**Work to complete**
What you return must match the entries exactly, except that the pictures are gone.

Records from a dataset
=====

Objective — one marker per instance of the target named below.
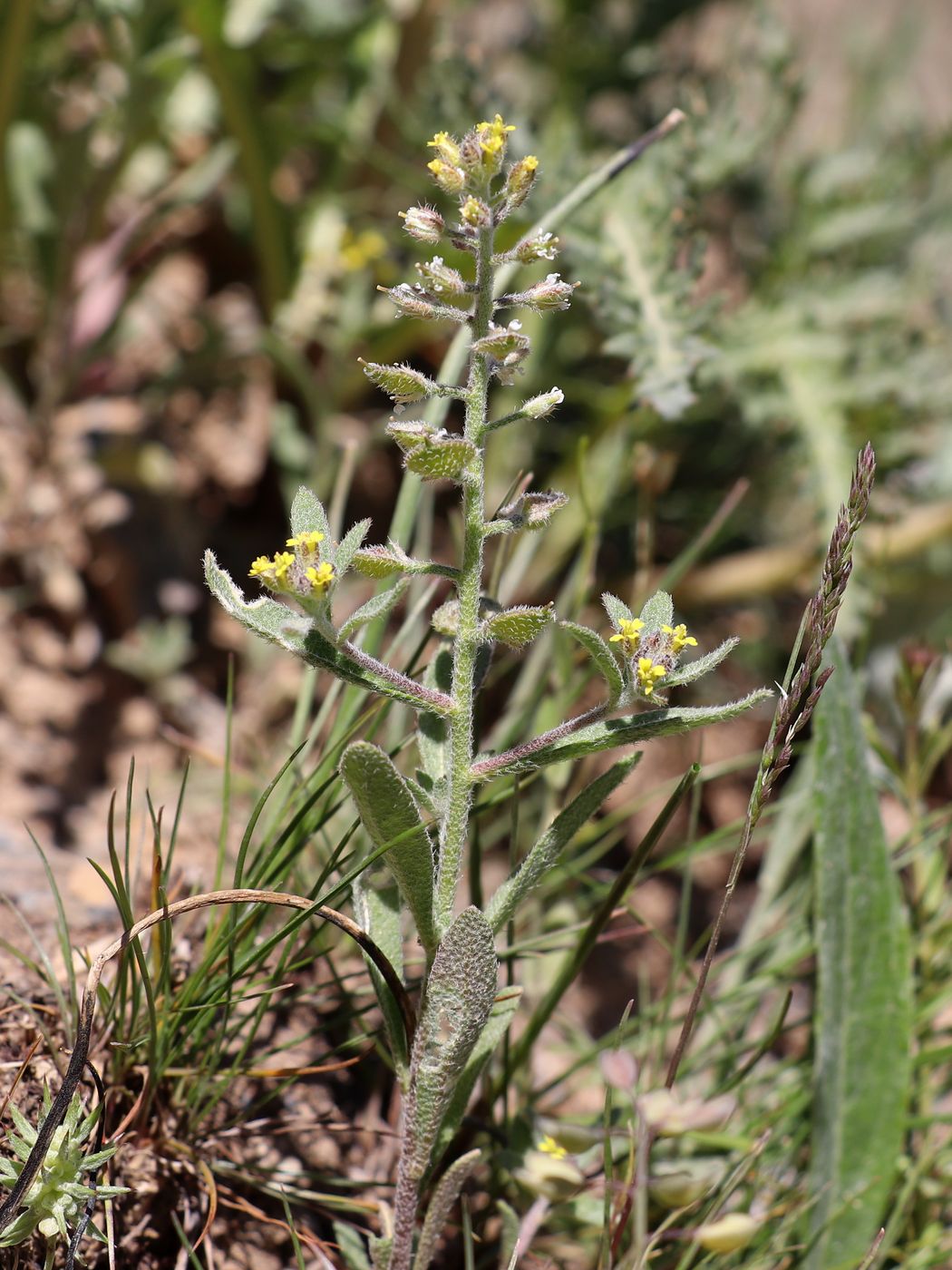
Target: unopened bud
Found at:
(541, 247)
(450, 178)
(537, 408)
(402, 383)
(520, 181)
(446, 146)
(476, 213)
(440, 278)
(545, 296)
(727, 1234)
(423, 222)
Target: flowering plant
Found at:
(421, 825)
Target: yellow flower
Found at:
(649, 673)
(627, 634)
(679, 638)
(492, 135)
(321, 577)
(307, 542)
(282, 562)
(446, 146)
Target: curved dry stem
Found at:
(80, 1050)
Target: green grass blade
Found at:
(863, 1025)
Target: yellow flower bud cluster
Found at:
(298, 573)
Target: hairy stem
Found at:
(461, 724)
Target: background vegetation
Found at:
(197, 203)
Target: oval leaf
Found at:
(393, 819)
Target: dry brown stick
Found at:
(80, 1051)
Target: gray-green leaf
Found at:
(377, 606)
(460, 993)
(863, 1013)
(615, 732)
(602, 656)
(657, 612)
(545, 854)
(617, 611)
(692, 670)
(393, 819)
(442, 1204)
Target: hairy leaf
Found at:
(546, 851)
(442, 1204)
(657, 612)
(692, 670)
(460, 993)
(863, 980)
(602, 656)
(377, 606)
(517, 626)
(393, 819)
(616, 732)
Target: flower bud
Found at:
(545, 296)
(423, 222)
(402, 383)
(440, 278)
(446, 146)
(542, 405)
(450, 178)
(520, 181)
(541, 247)
(676, 1183)
(476, 213)
(727, 1234)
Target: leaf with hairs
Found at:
(863, 991)
(602, 656)
(459, 1000)
(616, 609)
(657, 612)
(692, 670)
(377, 606)
(349, 545)
(546, 851)
(612, 733)
(442, 1204)
(393, 819)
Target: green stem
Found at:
(452, 842)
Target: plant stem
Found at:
(452, 841)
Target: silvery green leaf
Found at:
(442, 1204)
(457, 1003)
(349, 545)
(617, 611)
(377, 910)
(517, 626)
(441, 457)
(393, 819)
(501, 1013)
(306, 516)
(546, 851)
(602, 656)
(692, 670)
(352, 1246)
(377, 606)
(657, 612)
(432, 730)
(617, 732)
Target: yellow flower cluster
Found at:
(649, 675)
(679, 638)
(276, 572)
(492, 135)
(627, 634)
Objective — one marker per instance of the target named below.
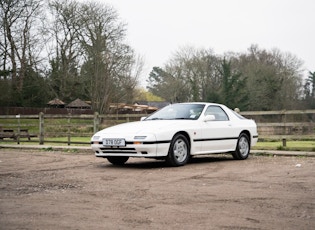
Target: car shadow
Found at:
(153, 163)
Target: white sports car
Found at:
(177, 132)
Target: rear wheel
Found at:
(242, 148)
(117, 160)
(179, 151)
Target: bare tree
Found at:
(109, 61)
(18, 33)
(64, 60)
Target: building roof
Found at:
(78, 103)
(56, 101)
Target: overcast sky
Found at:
(158, 28)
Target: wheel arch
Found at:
(248, 135)
(187, 136)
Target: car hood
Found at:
(143, 127)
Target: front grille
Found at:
(119, 150)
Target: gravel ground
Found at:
(64, 190)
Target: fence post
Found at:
(69, 129)
(41, 128)
(96, 122)
(19, 129)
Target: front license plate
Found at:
(114, 142)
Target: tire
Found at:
(179, 151)
(117, 160)
(242, 148)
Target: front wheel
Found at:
(242, 148)
(117, 160)
(179, 152)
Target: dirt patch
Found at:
(58, 190)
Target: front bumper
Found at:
(132, 150)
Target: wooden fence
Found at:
(77, 128)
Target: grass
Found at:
(291, 145)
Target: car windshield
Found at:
(177, 112)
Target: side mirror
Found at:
(209, 118)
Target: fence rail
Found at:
(61, 128)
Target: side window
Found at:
(218, 112)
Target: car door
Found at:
(218, 134)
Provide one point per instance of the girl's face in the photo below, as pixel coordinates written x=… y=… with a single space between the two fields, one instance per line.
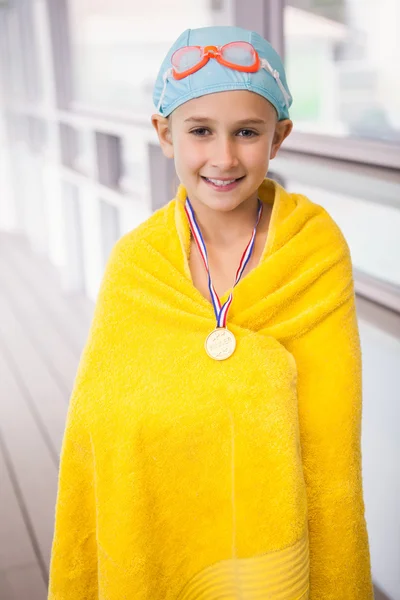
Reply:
x=223 y=136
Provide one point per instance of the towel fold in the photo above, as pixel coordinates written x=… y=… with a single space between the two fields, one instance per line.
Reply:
x=182 y=477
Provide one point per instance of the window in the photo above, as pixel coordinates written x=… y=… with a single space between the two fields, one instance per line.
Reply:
x=118 y=46
x=341 y=58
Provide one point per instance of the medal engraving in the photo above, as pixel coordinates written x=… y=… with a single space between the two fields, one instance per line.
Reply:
x=220 y=343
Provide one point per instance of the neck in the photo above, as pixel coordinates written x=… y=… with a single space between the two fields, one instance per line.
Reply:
x=224 y=229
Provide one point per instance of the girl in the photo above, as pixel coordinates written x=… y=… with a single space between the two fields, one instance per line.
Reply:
x=212 y=446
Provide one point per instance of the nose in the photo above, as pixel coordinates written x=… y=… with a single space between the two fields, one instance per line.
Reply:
x=224 y=157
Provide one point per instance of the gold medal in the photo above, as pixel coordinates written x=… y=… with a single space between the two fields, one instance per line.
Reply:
x=220 y=343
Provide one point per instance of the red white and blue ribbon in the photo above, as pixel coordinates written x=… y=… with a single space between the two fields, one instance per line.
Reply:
x=220 y=311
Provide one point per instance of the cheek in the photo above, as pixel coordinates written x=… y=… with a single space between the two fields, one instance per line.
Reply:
x=189 y=155
x=257 y=155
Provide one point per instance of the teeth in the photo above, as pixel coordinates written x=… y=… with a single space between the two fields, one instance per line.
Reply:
x=220 y=182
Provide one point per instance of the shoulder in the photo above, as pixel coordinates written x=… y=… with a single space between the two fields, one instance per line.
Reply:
x=322 y=224
x=154 y=229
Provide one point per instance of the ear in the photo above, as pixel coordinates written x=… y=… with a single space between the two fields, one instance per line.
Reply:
x=163 y=127
x=282 y=130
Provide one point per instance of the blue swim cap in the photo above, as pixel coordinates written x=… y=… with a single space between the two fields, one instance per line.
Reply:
x=269 y=82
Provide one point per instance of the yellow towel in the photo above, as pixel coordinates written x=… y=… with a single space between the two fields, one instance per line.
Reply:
x=182 y=477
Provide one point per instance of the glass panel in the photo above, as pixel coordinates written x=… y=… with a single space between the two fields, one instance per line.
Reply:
x=341 y=59
x=118 y=46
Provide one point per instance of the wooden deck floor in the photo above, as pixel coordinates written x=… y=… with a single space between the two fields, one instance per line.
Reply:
x=42 y=333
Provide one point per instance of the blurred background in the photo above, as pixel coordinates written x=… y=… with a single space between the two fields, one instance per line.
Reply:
x=80 y=166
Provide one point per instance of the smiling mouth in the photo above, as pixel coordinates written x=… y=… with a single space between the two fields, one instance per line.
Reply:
x=221 y=181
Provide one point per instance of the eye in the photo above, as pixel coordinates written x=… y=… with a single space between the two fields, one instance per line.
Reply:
x=199 y=131
x=248 y=131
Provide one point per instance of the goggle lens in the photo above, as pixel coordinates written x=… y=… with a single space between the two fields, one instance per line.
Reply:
x=186 y=58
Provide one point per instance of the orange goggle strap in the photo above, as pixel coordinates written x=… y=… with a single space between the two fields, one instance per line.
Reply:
x=264 y=64
x=215 y=52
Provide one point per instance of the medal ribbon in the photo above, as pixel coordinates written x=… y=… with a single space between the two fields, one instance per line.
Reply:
x=221 y=312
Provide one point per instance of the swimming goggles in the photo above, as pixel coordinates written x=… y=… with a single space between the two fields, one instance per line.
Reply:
x=241 y=56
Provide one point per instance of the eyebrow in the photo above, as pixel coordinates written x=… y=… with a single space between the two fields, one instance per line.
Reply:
x=241 y=122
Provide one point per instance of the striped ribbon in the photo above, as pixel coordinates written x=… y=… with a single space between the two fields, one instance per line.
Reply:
x=220 y=311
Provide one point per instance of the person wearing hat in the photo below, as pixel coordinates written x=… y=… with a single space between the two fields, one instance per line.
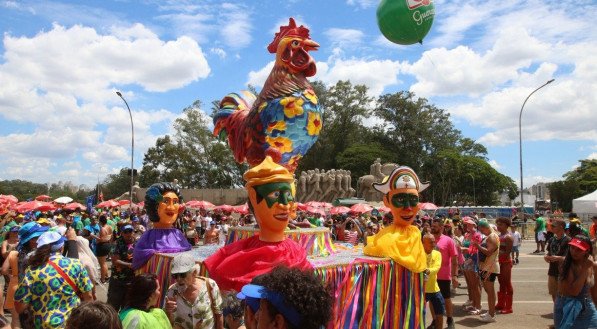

=====

**Expected answer**
Objective — one marker per instance of the target named below.
Target: unopened bud
Found at:
(541, 247)
(450, 178)
(537, 408)
(402, 383)
(520, 181)
(446, 146)
(476, 213)
(440, 278)
(545, 296)
(727, 1234)
(423, 222)
Target: flowering plant
Found at:
(421, 825)
Target: yellow flower
Found at:
(649, 673)
(627, 634)
(679, 638)
(492, 135)
(321, 577)
(307, 542)
(282, 562)
(446, 146)
Target: curved dry stem
Found at:
(80, 1050)
Target: green grass blade
Found at:
(863, 1025)
Target: yellow flower bud cluster
Found at:
(298, 573)
Target: hairy stem
Found at:
(461, 724)
Target: background vegetation
Found at:
(197, 203)
Target: oval leaf
Found at:
(393, 819)
Target: dry brown stick
Found at:
(80, 1051)
Target: gray-green leaf
Found at:
(377, 606)
(460, 993)
(863, 1013)
(615, 732)
(602, 656)
(657, 612)
(545, 854)
(617, 611)
(692, 670)
(393, 819)
(442, 1204)
Target: hairy leaf
Found at:
(546, 851)
(442, 1204)
(657, 612)
(692, 670)
(460, 993)
(863, 980)
(602, 656)
(377, 606)
(517, 626)
(393, 819)
(616, 732)
Target: flower bud
Found at:
(545, 296)
(423, 222)
(402, 383)
(440, 278)
(446, 146)
(542, 405)
(450, 178)
(520, 181)
(541, 247)
(676, 1183)
(476, 213)
(727, 1234)
Target: leaf with hairs
Found at:
(863, 991)
(602, 656)
(459, 1000)
(616, 609)
(657, 612)
(692, 670)
(377, 606)
(349, 545)
(546, 851)
(612, 733)
(442, 1204)
(393, 819)
Target: green stem
Found at:
(452, 842)
Target: plant stem
Found at:
(452, 841)
Target: silvery green leaf
Found at:
(442, 1204)
(457, 1003)
(349, 545)
(617, 611)
(377, 910)
(517, 626)
(441, 457)
(393, 819)
(501, 1013)
(306, 516)
(546, 851)
(602, 656)
(692, 670)
(352, 1246)
(377, 606)
(657, 612)
(432, 730)
(617, 732)
Target: yellow flower cluster
Found at:
(649, 675)
(679, 638)
(276, 572)
(492, 135)
(627, 634)
Objective — one marker per instance of the target named below.
Target: car shadow
Found at:
(153, 163)
Target: white sports car
Found at:
(177, 132)
Target: rear wheel
Found at:
(242, 148)
(117, 160)
(179, 151)
Target: bare tree
Found at:
(109, 61)
(18, 33)
(64, 60)
Target: building roof
Found at:
(78, 103)
(56, 101)
Target: overcast sky
Found at:
(158, 28)
Target: wheel arch
Found at:
(248, 135)
(187, 136)
Target: car hood
Found at:
(143, 127)
Target: front grille
Found at:
(119, 150)
Target: gravel ground
Found at:
(64, 190)
Target: fence post
Found at:
(69, 129)
(41, 128)
(96, 122)
(19, 129)
Target: front license plate
Found at:
(114, 142)
Target: tire
Found at:
(179, 151)
(117, 160)
(242, 148)
Target: front wheel
Found at:
(242, 148)
(117, 160)
(179, 152)
Target: dirt patch
Found at:
(58, 190)
Target: front bumper
Found at:
(132, 150)
Target: wooden fence
Found at:
(77, 128)
Target: grass
Found at:
(291, 145)
Target: car windshield
Found at:
(177, 112)
Target: side mirror
Found at:
(209, 118)
Target: fence rail
Found at:
(61, 128)
Target: side window
Found at:
(218, 112)
Target: car door
Found at:
(218, 134)
Provide one point per instance of the girl's face in the photo below, as pixel coordinates written x=… y=… with a single space between the two fields, one instance per line.
Reply:
x=223 y=136
Provide one point per instance of the towel fold in the photo above, as pixel coordinates written x=… y=… with a single space between the two fields, one instance per line.
Reply:
x=182 y=477
Provide one point per instance of the window in the photo above, as pixel coordinates written x=… y=… with a single space between the two fields, one instance per line.
Reply:
x=118 y=46
x=341 y=58
Provide one point per instance of the medal engraving in the photo above, as pixel coordinates written x=… y=… with a single space between the two fields, one instance per line.
Reply:
x=220 y=343
Provide one point per instance of the neck in the photo above, as pixel coordinates written x=… y=… with a single space between the two fields, one instance per line.
Reply:
x=224 y=229
Provide one point per instance of the girl in the photo above, as pixel coordinates written x=… y=… with a single space between the two fields, one instance per line.
Reply:
x=212 y=446
Provide one point per instance of the nose in the photo above, as pixel coordinates written x=… y=… with a single space between the two fields, one instance per line.
Reply:
x=224 y=157
Provide one point per instance of the gold medal in the photo above, as pixel coordinates written x=… y=… with a single space between the two fields, one instance per line.
Reply:
x=220 y=343
Provide one point per instance of the red white and blue ribbon in the photo above, as pixel coordinates written x=… y=… with a single space between the two fields, one instance per line.
Reply:
x=220 y=311
Provide one point per instance of the cheek in the photo above, as pixel coordinates written x=… y=… with a single space between the two fields, one instance per line.
Reply:
x=189 y=155
x=257 y=155
Provide one point per instance of the teeth in the photo above, as pixel coordinates written x=… y=… with a single space between the two fields, one instance per line.
Reply:
x=220 y=182
Provide one point per instance of the shoulder in the photo above, as pixel coordinates written x=… y=… with a single space between the two fields, one instance per line.
Reply:
x=322 y=224
x=154 y=229
Provide one point per instance of the ear in the photo above, as pixel coordinates written x=… y=… with a single space between the two fields, one instance per line.
Reply:
x=163 y=127
x=282 y=130
Provide one point per instance of the blue swim cap in the photo above, as pixel coordinates written x=… y=… with a single space between the two fields, one instance per line.
Reply:
x=269 y=82
Provide one point per instance of the yellow towel in the photo above, as pixel coordinates written x=… y=… with a single space between the two fields, one instance per line.
Reply:
x=182 y=477
Provide one point per instance of the glass panel in the photo above, as pixel coordinates written x=… y=… with a single space between the two fields, one instance per line.
Reply:
x=341 y=59
x=118 y=46
Provide one point per instance of the wooden deck floor in the photo above, as pixel coordinates written x=… y=… with a single space between the two fields, one instance per line.
Reply:
x=42 y=333
Provide one point per instance of the blurred background in the photo above, as pixel coordinates written x=… y=… with a single space between the two fields, one instance per line.
Reply:
x=80 y=166
Provide one point per instance of the smiling mouth in the photo above, as pixel coordinates written x=… y=… with a single space between the two fields, one instance per line.
Reply:
x=221 y=181
Provide one point per instance of the eye in the photo above, as pixel coordinates written x=… y=… with a single space between the two fields, one instance per line.
Reply:
x=199 y=131
x=248 y=131
Provide one point per instance of the goggle lens in the photo above, as pixel coordinates written x=… y=… with a single space between the two fields, one instance per line.
Reply:
x=186 y=58
Provide one point per instance of the orange goggle strap in the photo above, as pixel coordinates written x=… y=… with a single space between the two fields, one instance per line.
Reply:
x=264 y=64
x=215 y=52
Provide one point per instance of the medal ribbon in the photo above, as pixel coordinates written x=… y=… with a single space between the two fields, one instance per line.
Reply:
x=221 y=312
Provide one point per instance of the swimming goggles in the photo above, as pixel coordinates written x=… y=… with a single space between the two fields, one instance per line.
Reply:
x=241 y=56
Provide one point per instance of the eyebrow in the photo above, as pixel coordinates written x=… y=… with a single space between the two fields, one instance per line.
Reply:
x=241 y=122
Provide one point per instance of the striped ribbon in the photo above, as pixel coordinates written x=… y=… with a single space between the two fields, one instance per line.
Reply:
x=220 y=311
Provide one point per instance of the person wearing hat in the photo below, as pixel coordinates written x=… y=… with a single space between the two fields, one instance per line.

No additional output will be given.